WRITTEN INSTRUCTION A:
Answer these questions using the interview introduction.
(i) According to the opening paragraph, what is discussed with the guest?
(ii) In how many oceanographic cruises has Mauro Agate taken part, and in which sea?
(iii) What does the project name MAGIC stand for?
WRITTEN INSTRUCTION B: Transcribe everything in the interview introduction from "or https://www.youtube.com/channel/UCwWErQNoZYpJhhkxPa82x5g for" down to "of continental margins." without altering any character.

::: TEXT SECTION :::

As NhET, we have the pleasure to have Mauro Agate as our guest and interviewee today. We discuss about submarine canyons and related geo-hazards. Further details will be available at: http://www.sciencedirect.com/science/article/pii/S0967064513002488  for a scientific-oriented audience;

or https://www.youtube.com/channel/UCwWErQNoZYpJhhkxPa82x5g for a broader audience.

 

Dr. Mauro Agate is a marine geologist and a stratigrapher working at Earth and Marine Sciences Department of Palermo University (Italy) where he teaches Marine Geology and Sedimentology. He has taken part in more than 25 oceanographic cruises in the central Mediterranean Sea. He focuses on: i) effects of sea level change on sedimentary dynamics of shelf-to-slope systems; ii) geomorphological and geological mapping of seafloor; iii) origin and evolution of submarine canyon systems; iv) tectono-sedimentary evolution of continental margins.

He has contributed to several research projects: VECTOR (Vulnerability of Italian marine coasts and ecosystems to climatic change); CARG (Geological mapping); MAGIC (Marine geohazards along the Italian coasts); EMODNet (European marine observation and data network).

 

 

Interview:

1) Which is the main topic of the research we are going to discuss today?

::: ENTRIES SHOWN :::

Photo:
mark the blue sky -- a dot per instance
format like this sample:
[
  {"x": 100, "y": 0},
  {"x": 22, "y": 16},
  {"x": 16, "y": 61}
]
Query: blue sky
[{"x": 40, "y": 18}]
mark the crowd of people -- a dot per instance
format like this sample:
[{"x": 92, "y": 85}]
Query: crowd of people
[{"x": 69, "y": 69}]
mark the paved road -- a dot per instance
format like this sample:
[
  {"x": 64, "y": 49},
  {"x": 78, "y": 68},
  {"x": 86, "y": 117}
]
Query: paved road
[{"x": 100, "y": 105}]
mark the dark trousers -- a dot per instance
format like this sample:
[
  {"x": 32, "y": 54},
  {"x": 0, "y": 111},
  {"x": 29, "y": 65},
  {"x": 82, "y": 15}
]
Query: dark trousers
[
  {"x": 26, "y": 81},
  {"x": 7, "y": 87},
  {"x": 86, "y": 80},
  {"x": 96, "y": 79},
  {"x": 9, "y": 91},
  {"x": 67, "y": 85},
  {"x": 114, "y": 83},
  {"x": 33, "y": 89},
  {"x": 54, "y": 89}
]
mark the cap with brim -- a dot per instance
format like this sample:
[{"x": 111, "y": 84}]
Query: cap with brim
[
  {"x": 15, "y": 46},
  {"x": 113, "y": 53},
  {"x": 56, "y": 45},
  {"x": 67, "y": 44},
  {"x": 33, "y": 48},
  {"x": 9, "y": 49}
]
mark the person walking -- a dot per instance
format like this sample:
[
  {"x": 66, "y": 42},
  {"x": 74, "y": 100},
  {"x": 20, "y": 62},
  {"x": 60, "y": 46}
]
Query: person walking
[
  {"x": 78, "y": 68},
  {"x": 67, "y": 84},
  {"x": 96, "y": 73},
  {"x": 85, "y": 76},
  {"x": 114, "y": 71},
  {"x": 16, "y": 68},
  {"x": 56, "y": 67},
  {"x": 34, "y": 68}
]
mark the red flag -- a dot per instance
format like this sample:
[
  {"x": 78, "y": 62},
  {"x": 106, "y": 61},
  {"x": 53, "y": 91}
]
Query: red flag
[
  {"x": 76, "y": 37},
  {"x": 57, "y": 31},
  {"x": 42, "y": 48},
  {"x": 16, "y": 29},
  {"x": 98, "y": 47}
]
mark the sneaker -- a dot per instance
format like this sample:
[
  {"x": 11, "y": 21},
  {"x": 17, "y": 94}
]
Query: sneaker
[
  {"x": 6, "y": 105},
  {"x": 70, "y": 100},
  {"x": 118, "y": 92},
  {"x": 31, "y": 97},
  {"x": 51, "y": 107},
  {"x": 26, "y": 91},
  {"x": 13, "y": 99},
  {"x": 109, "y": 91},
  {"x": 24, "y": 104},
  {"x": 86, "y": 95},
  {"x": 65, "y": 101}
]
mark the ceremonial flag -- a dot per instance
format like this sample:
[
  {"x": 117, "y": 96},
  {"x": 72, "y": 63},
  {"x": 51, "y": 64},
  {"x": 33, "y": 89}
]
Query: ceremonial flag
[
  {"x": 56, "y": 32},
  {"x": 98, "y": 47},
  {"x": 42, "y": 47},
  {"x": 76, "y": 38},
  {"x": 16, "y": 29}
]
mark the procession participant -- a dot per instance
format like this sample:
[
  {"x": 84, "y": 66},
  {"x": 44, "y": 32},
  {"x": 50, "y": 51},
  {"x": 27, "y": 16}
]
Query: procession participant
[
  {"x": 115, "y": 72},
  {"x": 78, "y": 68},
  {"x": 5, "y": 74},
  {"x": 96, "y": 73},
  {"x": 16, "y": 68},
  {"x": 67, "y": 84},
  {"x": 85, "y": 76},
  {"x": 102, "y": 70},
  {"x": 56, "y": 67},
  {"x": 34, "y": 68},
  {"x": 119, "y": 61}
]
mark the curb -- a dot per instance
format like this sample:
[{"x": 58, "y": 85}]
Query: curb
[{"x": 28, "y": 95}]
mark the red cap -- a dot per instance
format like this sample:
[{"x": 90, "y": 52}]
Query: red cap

:::

WRITTEN SOLUTION A:
(i) Submarine canyons and related geo-hazards.
(ii) More than 25, in the central Mediterranean Sea.
(iii) Marine geohazards along the Italian coasts.

WRITTEN SOLUTION B:
or https://www.youtube.com/channel/UCwWErQNoZYpJhhkxPa82x5g for a broader audience.

 

Dr. Mauro Agate is a marine geologist and a stratigrapher working at Earth and Marine Sciences Department of Palermo University (Italy) where he teaches Marine Geology and Sedimentology. He has taken part in more than 25 oceanographic cruises in the central Mediterranean Sea. He focuses on: i) effects of sea level change on sedimentary dynamics of shelf-to-slope systems; ii) geomorphological and geological mapping of seafloor; iii) origin and evolution of submarine canyon systems; iv) tectono-sedimentary evolution of continental margins.